-- Start Supplied passage --
All the successful products from that time paid little to no attention to security. Phones, operating systems, ERP software, instant messaging. I don't see how PHP was different in this regard.
Nothing and no one was paying attention to security: you could (and I did) send email by simply telnetting to a server and talking SMTP to it. The internet was not a place where security was a large consideration. The only secure thing was https, which few places used.
You, on the other hand, are quick to call someone a shill, quick to impugn someone else to make your argument look stronger and ignore any arguments made in favour of what your emotions tell you.
So one place I worked might win some sort of prize for the dumbest way to burn $5m with a memory leak.
So back in the 90s the printer driver in Solaris had a memory leak[1]. At the time I was a contractor for a big bank that is sadly/not sadly no longer with us any more. This was when the status of faxes in confirming contracts hadn't been sufficiently tested in court so banks used to book trades by fax and the system that sent the fax would also send a document to a particular printer which would print the trade confirm out and there was some poor sap whos job consisted of picking up the confirms from this printer, calling the counterparty and reading them out so that they were all on tape[2] and legally confirmed.
-- End Supplied passage --
Short task 1: In the forum thread, why did someone at the bank call each counterparty and read the printed trade confirms aloud?
-- Start Recorded information --
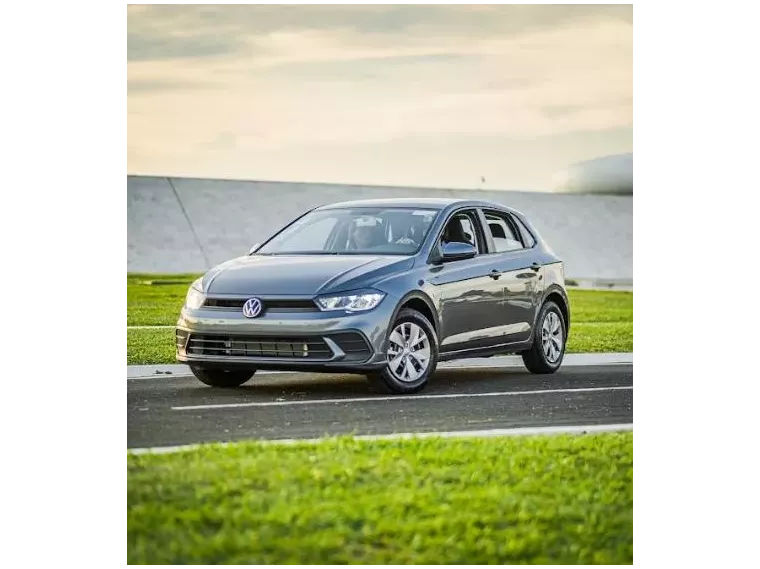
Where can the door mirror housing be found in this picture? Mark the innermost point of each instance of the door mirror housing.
(455, 251)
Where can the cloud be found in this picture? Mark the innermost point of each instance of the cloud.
(268, 79)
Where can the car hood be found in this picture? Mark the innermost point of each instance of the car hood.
(302, 275)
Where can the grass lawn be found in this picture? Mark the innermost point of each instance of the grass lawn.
(602, 321)
(544, 500)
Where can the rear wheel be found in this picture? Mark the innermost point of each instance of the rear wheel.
(222, 377)
(548, 350)
(412, 355)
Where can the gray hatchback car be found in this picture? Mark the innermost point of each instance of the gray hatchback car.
(386, 288)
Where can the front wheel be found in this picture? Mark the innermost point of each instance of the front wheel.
(548, 350)
(222, 377)
(412, 355)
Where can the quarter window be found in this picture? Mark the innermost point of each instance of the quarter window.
(503, 233)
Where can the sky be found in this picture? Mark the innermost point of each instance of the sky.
(492, 97)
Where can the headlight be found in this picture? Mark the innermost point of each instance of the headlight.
(195, 297)
(358, 302)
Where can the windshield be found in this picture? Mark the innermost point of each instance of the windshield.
(372, 231)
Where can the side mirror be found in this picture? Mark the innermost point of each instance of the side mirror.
(456, 251)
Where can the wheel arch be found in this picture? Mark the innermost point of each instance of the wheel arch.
(419, 301)
(556, 294)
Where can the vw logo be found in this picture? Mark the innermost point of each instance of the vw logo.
(252, 308)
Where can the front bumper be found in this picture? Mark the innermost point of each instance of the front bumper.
(311, 341)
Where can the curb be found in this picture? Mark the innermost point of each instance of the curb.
(169, 371)
(519, 431)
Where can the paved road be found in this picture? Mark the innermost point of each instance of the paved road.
(175, 411)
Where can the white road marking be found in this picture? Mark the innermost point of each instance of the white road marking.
(407, 398)
(521, 431)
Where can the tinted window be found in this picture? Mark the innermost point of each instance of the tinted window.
(527, 237)
(503, 235)
(462, 228)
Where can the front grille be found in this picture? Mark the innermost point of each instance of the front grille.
(258, 346)
(273, 305)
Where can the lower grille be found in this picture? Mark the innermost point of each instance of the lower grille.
(257, 346)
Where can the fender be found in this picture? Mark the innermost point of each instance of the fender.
(418, 295)
(552, 288)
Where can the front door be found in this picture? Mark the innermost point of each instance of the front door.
(469, 296)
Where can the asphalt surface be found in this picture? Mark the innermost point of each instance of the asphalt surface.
(171, 411)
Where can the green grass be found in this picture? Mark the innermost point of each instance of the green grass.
(602, 321)
(546, 500)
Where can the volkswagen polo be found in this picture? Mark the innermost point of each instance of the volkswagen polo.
(387, 288)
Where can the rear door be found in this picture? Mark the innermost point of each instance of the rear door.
(512, 251)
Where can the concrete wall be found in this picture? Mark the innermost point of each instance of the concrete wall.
(188, 225)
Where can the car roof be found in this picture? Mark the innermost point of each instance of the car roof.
(422, 203)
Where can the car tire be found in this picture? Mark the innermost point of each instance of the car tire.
(549, 341)
(222, 377)
(406, 381)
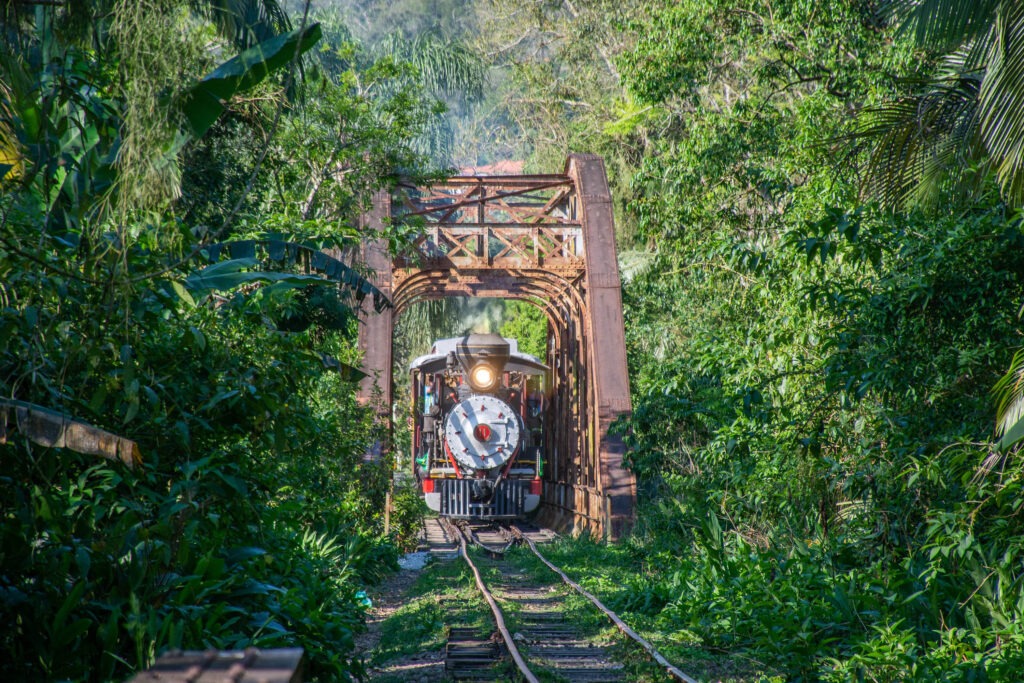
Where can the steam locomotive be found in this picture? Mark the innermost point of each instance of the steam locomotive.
(478, 409)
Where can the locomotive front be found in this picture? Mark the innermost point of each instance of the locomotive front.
(478, 416)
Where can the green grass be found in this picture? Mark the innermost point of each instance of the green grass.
(442, 596)
(615, 578)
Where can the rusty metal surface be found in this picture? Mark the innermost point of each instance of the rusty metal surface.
(377, 328)
(548, 240)
(250, 666)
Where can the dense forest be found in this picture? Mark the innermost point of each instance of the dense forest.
(818, 213)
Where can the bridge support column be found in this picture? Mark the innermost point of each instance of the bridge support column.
(376, 329)
(609, 386)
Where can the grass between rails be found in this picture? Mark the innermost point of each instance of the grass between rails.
(443, 596)
(619, 579)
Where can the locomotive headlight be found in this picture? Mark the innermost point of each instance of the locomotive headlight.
(483, 378)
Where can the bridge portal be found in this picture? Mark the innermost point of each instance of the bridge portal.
(548, 240)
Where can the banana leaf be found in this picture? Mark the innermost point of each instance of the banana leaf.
(207, 99)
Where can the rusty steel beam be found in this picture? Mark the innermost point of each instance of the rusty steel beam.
(376, 329)
(605, 330)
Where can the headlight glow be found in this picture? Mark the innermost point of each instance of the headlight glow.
(482, 377)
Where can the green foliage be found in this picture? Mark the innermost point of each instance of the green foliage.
(254, 519)
(527, 325)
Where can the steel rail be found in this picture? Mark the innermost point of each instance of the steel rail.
(644, 643)
(520, 663)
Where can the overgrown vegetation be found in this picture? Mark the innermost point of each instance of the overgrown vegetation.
(180, 206)
(824, 208)
(821, 494)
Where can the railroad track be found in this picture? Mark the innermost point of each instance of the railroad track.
(542, 642)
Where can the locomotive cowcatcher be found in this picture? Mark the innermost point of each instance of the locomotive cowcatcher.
(478, 409)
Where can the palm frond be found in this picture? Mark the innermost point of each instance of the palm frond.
(245, 23)
(1009, 394)
(448, 68)
(944, 25)
(1001, 102)
(922, 144)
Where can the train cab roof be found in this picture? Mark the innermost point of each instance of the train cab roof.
(437, 358)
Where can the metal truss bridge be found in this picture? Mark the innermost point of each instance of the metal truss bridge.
(548, 240)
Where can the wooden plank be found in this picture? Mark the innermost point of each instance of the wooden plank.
(249, 666)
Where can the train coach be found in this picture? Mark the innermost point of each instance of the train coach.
(478, 409)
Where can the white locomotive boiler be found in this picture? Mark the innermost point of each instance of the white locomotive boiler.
(478, 409)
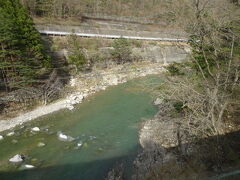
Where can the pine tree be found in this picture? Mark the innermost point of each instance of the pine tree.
(21, 53)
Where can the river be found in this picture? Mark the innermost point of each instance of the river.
(106, 124)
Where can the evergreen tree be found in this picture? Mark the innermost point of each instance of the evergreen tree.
(21, 52)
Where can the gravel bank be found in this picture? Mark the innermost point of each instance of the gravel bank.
(85, 85)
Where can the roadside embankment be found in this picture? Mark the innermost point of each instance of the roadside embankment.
(85, 85)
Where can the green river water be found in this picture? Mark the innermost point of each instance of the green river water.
(107, 124)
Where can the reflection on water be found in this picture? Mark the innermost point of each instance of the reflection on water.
(104, 128)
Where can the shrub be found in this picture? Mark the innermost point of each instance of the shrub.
(121, 52)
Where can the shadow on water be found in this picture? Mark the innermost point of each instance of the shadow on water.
(211, 158)
(95, 170)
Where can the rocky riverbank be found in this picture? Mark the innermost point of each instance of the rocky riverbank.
(85, 85)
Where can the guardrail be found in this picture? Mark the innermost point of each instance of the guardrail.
(60, 33)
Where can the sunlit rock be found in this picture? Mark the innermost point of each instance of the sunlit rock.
(29, 166)
(41, 144)
(64, 137)
(158, 101)
(17, 158)
(14, 141)
(35, 129)
(10, 134)
(79, 144)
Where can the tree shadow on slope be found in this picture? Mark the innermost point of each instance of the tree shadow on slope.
(94, 170)
(211, 158)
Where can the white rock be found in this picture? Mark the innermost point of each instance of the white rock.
(29, 166)
(70, 107)
(62, 136)
(72, 82)
(36, 129)
(158, 101)
(41, 144)
(79, 144)
(10, 134)
(16, 158)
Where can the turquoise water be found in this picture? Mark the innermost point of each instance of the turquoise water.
(107, 124)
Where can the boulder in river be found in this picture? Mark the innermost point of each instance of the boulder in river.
(79, 144)
(35, 129)
(17, 158)
(10, 134)
(41, 144)
(158, 101)
(29, 166)
(64, 137)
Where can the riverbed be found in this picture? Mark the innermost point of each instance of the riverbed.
(104, 129)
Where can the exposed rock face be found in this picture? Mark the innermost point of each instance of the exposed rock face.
(158, 137)
(162, 54)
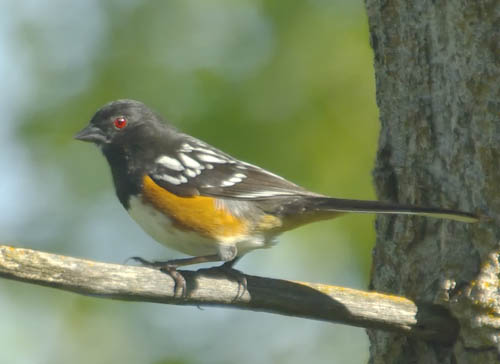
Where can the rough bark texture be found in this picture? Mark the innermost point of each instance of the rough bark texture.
(437, 66)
-- End Recorded information --
Short task 2: Can you rewrite the part of the rows running from the line containing "Where can the rough" through the end of the rows, with "rough bark texture" replaced by "tree bark" and nothing else changed?

Written solution 1: That way every confirm was recorded on tape and legally confirmed. Faxes had not yet been sufficiently tested in court as a way to confirm contracts, so banks backed up their faxed trades with these read-out calls.

Written solution 2:
Where can the tree bark be found in this picture? Mark the innermost point of each instance of the tree bark.
(437, 66)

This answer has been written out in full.